** TASK TO COMPLETE **
Give the number of lines in the following entries that contain the word "table", with nothing added.

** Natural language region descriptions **
--------------------

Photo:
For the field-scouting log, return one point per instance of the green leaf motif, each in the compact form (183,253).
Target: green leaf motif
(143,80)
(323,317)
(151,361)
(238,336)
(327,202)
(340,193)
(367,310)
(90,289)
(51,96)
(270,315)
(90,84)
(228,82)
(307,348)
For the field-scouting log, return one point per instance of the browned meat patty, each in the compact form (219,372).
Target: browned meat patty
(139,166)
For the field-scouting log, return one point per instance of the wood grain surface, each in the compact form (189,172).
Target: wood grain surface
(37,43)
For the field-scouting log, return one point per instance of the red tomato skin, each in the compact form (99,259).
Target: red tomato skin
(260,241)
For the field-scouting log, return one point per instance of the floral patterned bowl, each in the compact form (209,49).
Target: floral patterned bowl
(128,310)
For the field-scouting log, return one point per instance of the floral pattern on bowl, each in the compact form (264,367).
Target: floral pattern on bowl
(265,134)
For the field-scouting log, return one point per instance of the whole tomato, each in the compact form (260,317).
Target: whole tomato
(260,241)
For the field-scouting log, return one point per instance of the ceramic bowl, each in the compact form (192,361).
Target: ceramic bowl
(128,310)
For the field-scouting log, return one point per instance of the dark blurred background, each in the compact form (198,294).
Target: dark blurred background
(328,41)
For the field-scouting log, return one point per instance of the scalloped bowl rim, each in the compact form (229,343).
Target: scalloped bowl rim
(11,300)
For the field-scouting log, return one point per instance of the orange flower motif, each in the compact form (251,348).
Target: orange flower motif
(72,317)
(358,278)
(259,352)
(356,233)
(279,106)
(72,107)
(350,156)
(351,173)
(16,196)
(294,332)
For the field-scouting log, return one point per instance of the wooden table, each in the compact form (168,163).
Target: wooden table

--------------------

** YOUR SOLUTION **
2